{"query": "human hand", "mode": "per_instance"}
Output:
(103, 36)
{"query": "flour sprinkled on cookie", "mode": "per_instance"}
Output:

## Work to be completed
Every line in the records above with the string "mode" in it should be shown.

## Response
{"query": "human hand", "mode": "per_instance"}
{"query": "flour sprinkled on cookie", "mode": "per_instance"}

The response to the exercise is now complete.